#### Problem:
Pictures in the listing should not be copied. Reproduce, word for word, each line from the one holding "The component shall return one point per instance of the merino" through the final line.

-- Start of Records for this exercise --

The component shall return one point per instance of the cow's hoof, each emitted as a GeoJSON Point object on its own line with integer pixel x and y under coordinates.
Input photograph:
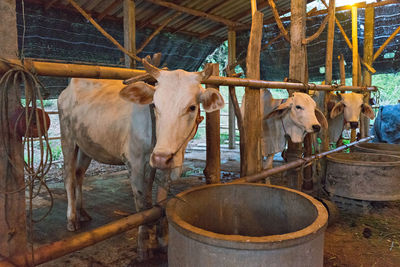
{"type": "Point", "coordinates": [144, 254]}
{"type": "Point", "coordinates": [84, 216]}
{"type": "Point", "coordinates": [73, 226]}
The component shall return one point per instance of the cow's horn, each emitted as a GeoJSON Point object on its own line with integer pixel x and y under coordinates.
{"type": "Point", "coordinates": [153, 71]}
{"type": "Point", "coordinates": [206, 72]}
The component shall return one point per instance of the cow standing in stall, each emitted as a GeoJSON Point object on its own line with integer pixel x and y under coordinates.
{"type": "Point", "coordinates": [344, 113]}
{"type": "Point", "coordinates": [109, 122]}
{"type": "Point", "coordinates": [292, 118]}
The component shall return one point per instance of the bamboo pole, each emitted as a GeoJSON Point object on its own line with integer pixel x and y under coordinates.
{"type": "Point", "coordinates": [354, 39]}
{"type": "Point", "coordinates": [197, 13]}
{"type": "Point", "coordinates": [157, 31]}
{"type": "Point", "coordinates": [129, 32]}
{"type": "Point", "coordinates": [252, 116]}
{"type": "Point", "coordinates": [388, 40]}
{"type": "Point", "coordinates": [368, 57]}
{"type": "Point", "coordinates": [294, 164]}
{"type": "Point", "coordinates": [13, 230]}
{"type": "Point", "coordinates": [102, 31]}
{"type": "Point", "coordinates": [231, 60]}
{"type": "Point", "coordinates": [212, 171]}
{"type": "Point", "coordinates": [76, 242]}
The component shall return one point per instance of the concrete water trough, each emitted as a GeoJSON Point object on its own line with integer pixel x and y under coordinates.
{"type": "Point", "coordinates": [364, 176]}
{"type": "Point", "coordinates": [245, 225]}
{"type": "Point", "coordinates": [379, 148]}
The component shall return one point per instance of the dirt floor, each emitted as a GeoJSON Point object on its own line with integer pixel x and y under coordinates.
{"type": "Point", "coordinates": [369, 236]}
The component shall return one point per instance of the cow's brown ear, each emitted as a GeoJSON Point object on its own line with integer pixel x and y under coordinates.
{"type": "Point", "coordinates": [321, 118]}
{"type": "Point", "coordinates": [367, 111]}
{"type": "Point", "coordinates": [211, 100]}
{"type": "Point", "coordinates": [337, 109]}
{"type": "Point", "coordinates": [138, 92]}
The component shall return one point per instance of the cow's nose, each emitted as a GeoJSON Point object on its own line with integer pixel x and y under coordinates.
{"type": "Point", "coordinates": [161, 160]}
{"type": "Point", "coordinates": [353, 125]}
{"type": "Point", "coordinates": [316, 128]}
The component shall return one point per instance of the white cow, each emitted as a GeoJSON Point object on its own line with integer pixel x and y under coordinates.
{"type": "Point", "coordinates": [293, 117]}
{"type": "Point", "coordinates": [344, 113]}
{"type": "Point", "coordinates": [111, 123]}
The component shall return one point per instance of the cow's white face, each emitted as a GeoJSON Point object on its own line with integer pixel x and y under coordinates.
{"type": "Point", "coordinates": [351, 105]}
{"type": "Point", "coordinates": [176, 99]}
{"type": "Point", "coordinates": [299, 116]}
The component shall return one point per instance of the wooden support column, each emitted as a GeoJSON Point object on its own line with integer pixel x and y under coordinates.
{"type": "Point", "coordinates": [129, 31]}
{"type": "Point", "coordinates": [368, 58]}
{"type": "Point", "coordinates": [212, 170]}
{"type": "Point", "coordinates": [13, 240]}
{"type": "Point", "coordinates": [231, 60]}
{"type": "Point", "coordinates": [252, 112]}
{"type": "Point", "coordinates": [354, 37]}
{"type": "Point", "coordinates": [297, 71]}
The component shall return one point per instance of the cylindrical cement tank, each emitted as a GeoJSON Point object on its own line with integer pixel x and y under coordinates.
{"type": "Point", "coordinates": [245, 225]}
{"type": "Point", "coordinates": [364, 176]}
{"type": "Point", "coordinates": [379, 148]}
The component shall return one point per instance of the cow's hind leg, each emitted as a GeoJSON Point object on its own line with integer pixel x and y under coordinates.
{"type": "Point", "coordinates": [82, 164]}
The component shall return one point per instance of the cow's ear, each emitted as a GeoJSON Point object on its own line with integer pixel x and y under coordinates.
{"type": "Point", "coordinates": [367, 111]}
{"type": "Point", "coordinates": [280, 111]}
{"type": "Point", "coordinates": [138, 92]}
{"type": "Point", "coordinates": [212, 100]}
{"type": "Point", "coordinates": [321, 118]}
{"type": "Point", "coordinates": [337, 109]}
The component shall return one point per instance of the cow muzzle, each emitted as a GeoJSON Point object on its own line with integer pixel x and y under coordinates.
{"type": "Point", "coordinates": [353, 124]}
{"type": "Point", "coordinates": [161, 160]}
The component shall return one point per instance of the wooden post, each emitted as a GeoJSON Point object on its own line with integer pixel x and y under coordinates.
{"type": "Point", "coordinates": [231, 60]}
{"type": "Point", "coordinates": [212, 170]}
{"type": "Point", "coordinates": [13, 240]}
{"type": "Point", "coordinates": [368, 58]}
{"type": "Point", "coordinates": [297, 71]}
{"type": "Point", "coordinates": [129, 31]}
{"type": "Point", "coordinates": [252, 115]}
{"type": "Point", "coordinates": [354, 37]}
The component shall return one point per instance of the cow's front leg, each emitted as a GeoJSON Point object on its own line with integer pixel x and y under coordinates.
{"type": "Point", "coordinates": [142, 177]}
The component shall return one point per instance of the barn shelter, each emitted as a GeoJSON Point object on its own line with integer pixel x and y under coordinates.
{"type": "Point", "coordinates": [210, 24]}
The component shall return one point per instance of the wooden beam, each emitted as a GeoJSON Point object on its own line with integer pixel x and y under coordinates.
{"type": "Point", "coordinates": [212, 170]}
{"type": "Point", "coordinates": [157, 31]}
{"type": "Point", "coordinates": [231, 60]}
{"type": "Point", "coordinates": [194, 12]}
{"type": "Point", "coordinates": [13, 236]}
{"type": "Point", "coordinates": [252, 116]}
{"type": "Point", "coordinates": [369, 33]}
{"type": "Point", "coordinates": [129, 32]}
{"type": "Point", "coordinates": [108, 9]}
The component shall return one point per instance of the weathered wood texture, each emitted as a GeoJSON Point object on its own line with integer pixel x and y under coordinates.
{"type": "Point", "coordinates": [369, 33]}
{"type": "Point", "coordinates": [129, 31]}
{"type": "Point", "coordinates": [231, 61]}
{"type": "Point", "coordinates": [297, 71]}
{"type": "Point", "coordinates": [212, 170]}
{"type": "Point", "coordinates": [12, 205]}
{"type": "Point", "coordinates": [252, 111]}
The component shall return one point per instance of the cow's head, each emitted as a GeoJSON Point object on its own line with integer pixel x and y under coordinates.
{"type": "Point", "coordinates": [176, 98]}
{"type": "Point", "coordinates": [299, 116]}
{"type": "Point", "coordinates": [351, 105]}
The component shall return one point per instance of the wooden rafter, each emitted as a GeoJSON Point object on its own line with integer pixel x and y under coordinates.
{"type": "Point", "coordinates": [109, 9]}
{"type": "Point", "coordinates": [195, 12]}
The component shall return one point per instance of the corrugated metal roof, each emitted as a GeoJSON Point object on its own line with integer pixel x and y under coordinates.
{"type": "Point", "coordinates": [149, 15]}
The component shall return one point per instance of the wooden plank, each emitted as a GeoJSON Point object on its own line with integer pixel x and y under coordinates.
{"type": "Point", "coordinates": [231, 60]}
{"type": "Point", "coordinates": [13, 236]}
{"type": "Point", "coordinates": [212, 170]}
{"type": "Point", "coordinates": [194, 12]}
{"type": "Point", "coordinates": [252, 116]}
{"type": "Point", "coordinates": [369, 33]}
{"type": "Point", "coordinates": [129, 31]}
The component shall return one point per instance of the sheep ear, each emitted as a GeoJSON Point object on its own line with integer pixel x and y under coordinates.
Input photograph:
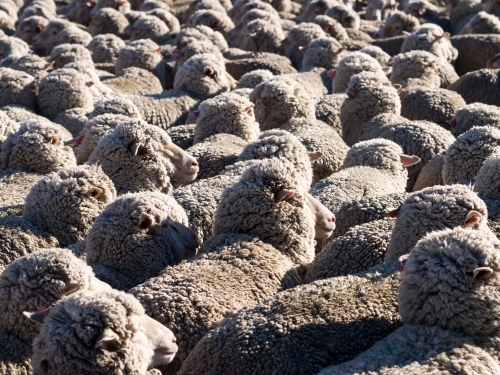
{"type": "Point", "coordinates": [134, 148]}
{"type": "Point", "coordinates": [283, 194]}
{"type": "Point", "coordinates": [146, 221]}
{"type": "Point", "coordinates": [313, 156]}
{"type": "Point", "coordinates": [482, 273]}
{"type": "Point", "coordinates": [72, 287]}
{"type": "Point", "coordinates": [37, 316]}
{"type": "Point", "coordinates": [472, 218]}
{"type": "Point", "coordinates": [107, 336]}
{"type": "Point", "coordinates": [393, 212]}
{"type": "Point", "coordinates": [408, 160]}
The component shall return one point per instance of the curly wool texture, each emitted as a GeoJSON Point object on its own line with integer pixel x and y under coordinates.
{"type": "Point", "coordinates": [476, 114]}
{"type": "Point", "coordinates": [431, 174]}
{"type": "Point", "coordinates": [300, 36]}
{"type": "Point", "coordinates": [360, 248]}
{"type": "Point", "coordinates": [430, 37]}
{"type": "Point", "coordinates": [301, 330]}
{"type": "Point", "coordinates": [61, 90]}
{"type": "Point", "coordinates": [216, 152]}
{"type": "Point", "coordinates": [370, 168]}
{"type": "Point", "coordinates": [354, 63]}
{"type": "Point", "coordinates": [465, 156]}
{"type": "Point", "coordinates": [37, 147]}
{"type": "Point", "coordinates": [96, 128]}
{"type": "Point", "coordinates": [487, 187]}
{"type": "Point", "coordinates": [288, 226]}
{"type": "Point", "coordinates": [371, 95]}
{"type": "Point", "coordinates": [430, 104]}
{"type": "Point", "coordinates": [33, 283]}
{"type": "Point", "coordinates": [17, 87]}
{"type": "Point", "coordinates": [149, 27]}
{"type": "Point", "coordinates": [319, 137]}
{"type": "Point", "coordinates": [73, 327]}
{"type": "Point", "coordinates": [431, 209]}
{"type": "Point", "coordinates": [64, 203]}
{"type": "Point", "coordinates": [450, 315]}
{"type": "Point", "coordinates": [147, 170]}
{"type": "Point", "coordinates": [105, 47]}
{"type": "Point", "coordinates": [227, 113]}
{"type": "Point", "coordinates": [109, 21]}
{"type": "Point", "coordinates": [253, 79]}
{"type": "Point", "coordinates": [117, 241]}
{"type": "Point", "coordinates": [285, 99]}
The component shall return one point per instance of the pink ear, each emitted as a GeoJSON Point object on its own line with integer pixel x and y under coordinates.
{"type": "Point", "coordinates": [146, 221]}
{"type": "Point", "coordinates": [313, 156]}
{"type": "Point", "coordinates": [408, 160]}
{"type": "Point", "coordinates": [472, 218]}
{"type": "Point", "coordinates": [283, 194]}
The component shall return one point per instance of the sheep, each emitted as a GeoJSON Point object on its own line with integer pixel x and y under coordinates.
{"type": "Point", "coordinates": [29, 285]}
{"type": "Point", "coordinates": [474, 51]}
{"type": "Point", "coordinates": [93, 130]}
{"type": "Point", "coordinates": [146, 151]}
{"type": "Point", "coordinates": [352, 64]}
{"type": "Point", "coordinates": [58, 210]}
{"type": "Point", "coordinates": [380, 9]}
{"type": "Point", "coordinates": [440, 331]}
{"type": "Point", "coordinates": [278, 100]}
{"type": "Point", "coordinates": [227, 113]}
{"type": "Point", "coordinates": [369, 99]}
{"type": "Point", "coordinates": [475, 114]}
{"type": "Point", "coordinates": [432, 38]}
{"type": "Point", "coordinates": [447, 206]}
{"type": "Point", "coordinates": [44, 40]}
{"type": "Point", "coordinates": [74, 35]}
{"type": "Point", "coordinates": [108, 21]}
{"type": "Point", "coordinates": [431, 174]}
{"type": "Point", "coordinates": [360, 248]}
{"type": "Point", "coordinates": [101, 333]}
{"type": "Point", "coordinates": [301, 36]}
{"type": "Point", "coordinates": [72, 89]}
{"type": "Point", "coordinates": [29, 27]}
{"type": "Point", "coordinates": [138, 236]}
{"type": "Point", "coordinates": [465, 156]}
{"type": "Point", "coordinates": [478, 86]}
{"type": "Point", "coordinates": [319, 137]}
{"type": "Point", "coordinates": [17, 87]}
{"type": "Point", "coordinates": [482, 23]}
{"type": "Point", "coordinates": [253, 79]}
{"type": "Point", "coordinates": [122, 6]}
{"type": "Point", "coordinates": [375, 167]}
{"type": "Point", "coordinates": [300, 330]}
{"type": "Point", "coordinates": [34, 65]}
{"type": "Point", "coordinates": [201, 77]}
{"type": "Point", "coordinates": [170, 20]}
{"type": "Point", "coordinates": [149, 27]}
{"type": "Point", "coordinates": [266, 252]}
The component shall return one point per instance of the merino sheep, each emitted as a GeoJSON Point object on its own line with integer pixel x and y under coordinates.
{"type": "Point", "coordinates": [101, 333]}
{"type": "Point", "coordinates": [58, 210]}
{"type": "Point", "coordinates": [267, 251]}
{"type": "Point", "coordinates": [30, 285]}
{"type": "Point", "coordinates": [441, 334]}
{"type": "Point", "coordinates": [138, 236]}
{"type": "Point", "coordinates": [465, 156]}
{"type": "Point", "coordinates": [227, 113]}
{"type": "Point", "coordinates": [475, 114]}
{"type": "Point", "coordinates": [152, 161]}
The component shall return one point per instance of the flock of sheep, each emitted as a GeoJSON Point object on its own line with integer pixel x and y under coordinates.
{"type": "Point", "coordinates": [256, 187]}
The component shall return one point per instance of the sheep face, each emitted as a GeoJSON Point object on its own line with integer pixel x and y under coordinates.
{"type": "Point", "coordinates": [109, 331]}
{"type": "Point", "coordinates": [450, 279]}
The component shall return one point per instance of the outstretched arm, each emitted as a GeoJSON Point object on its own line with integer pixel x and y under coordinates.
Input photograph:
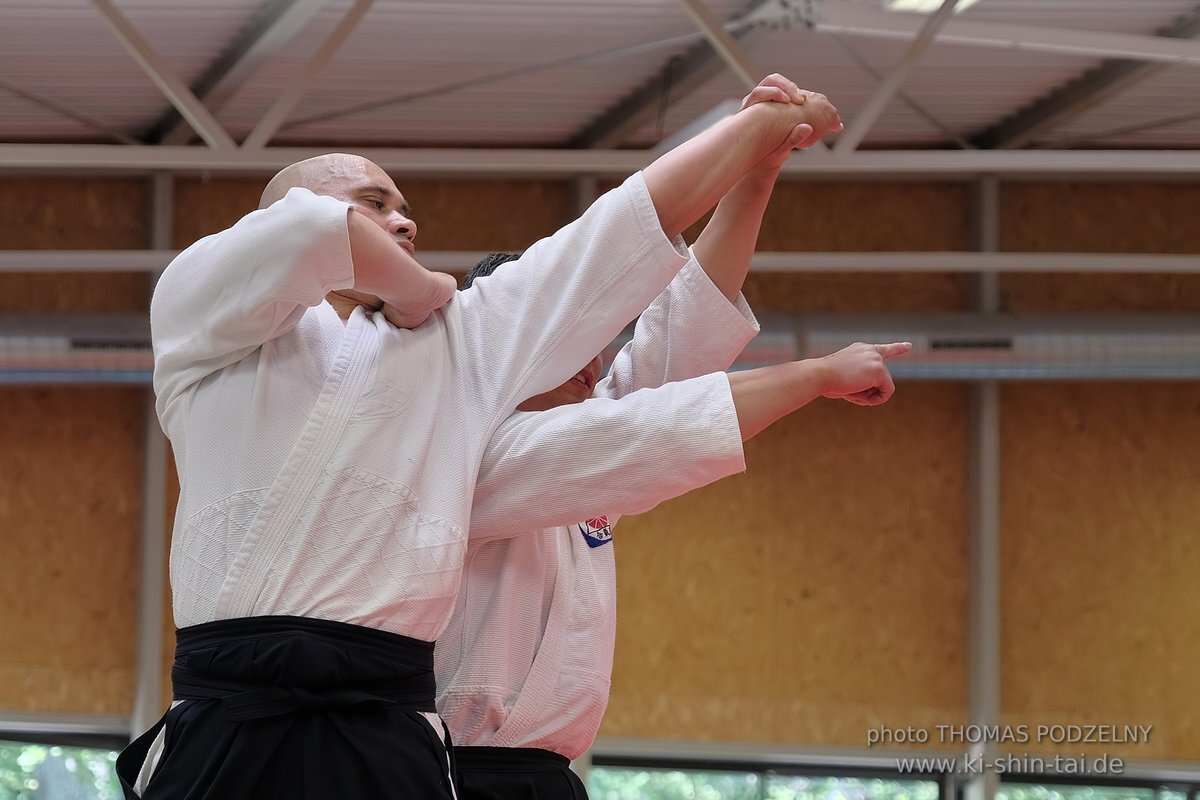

-- End of Records for this exercise --

#### Exercise response:
The component shall return one point per instance of the merino sheep, each emitted as a GeoJSON Point object on its own line with integer pixel x and y under coordinates.
{"type": "Point", "coordinates": [101, 333]}
{"type": "Point", "coordinates": [58, 210]}
{"type": "Point", "coordinates": [267, 251]}
{"type": "Point", "coordinates": [30, 285]}
{"type": "Point", "coordinates": [441, 334]}
{"type": "Point", "coordinates": [138, 236]}
{"type": "Point", "coordinates": [465, 156]}
{"type": "Point", "coordinates": [227, 113]}
{"type": "Point", "coordinates": [475, 114]}
{"type": "Point", "coordinates": [152, 161]}
The component shall return one point per instance of the flock of sheep, each emitted as a GeoJSON Point object on its own line with integer pixel x and y under coordinates.
{"type": "Point", "coordinates": [256, 187]}
The component shall return one point per instance of the sheep face, each emitted as a GeoJSON Point object on its own line with integer pixel x and y under coordinates.
{"type": "Point", "coordinates": [109, 331]}
{"type": "Point", "coordinates": [450, 279]}
The component shall return one point per instance of the outstretched arm, each emitted as a GeoJSON Point object on its own line with integer pixel x and y under coordinates.
Input photograph:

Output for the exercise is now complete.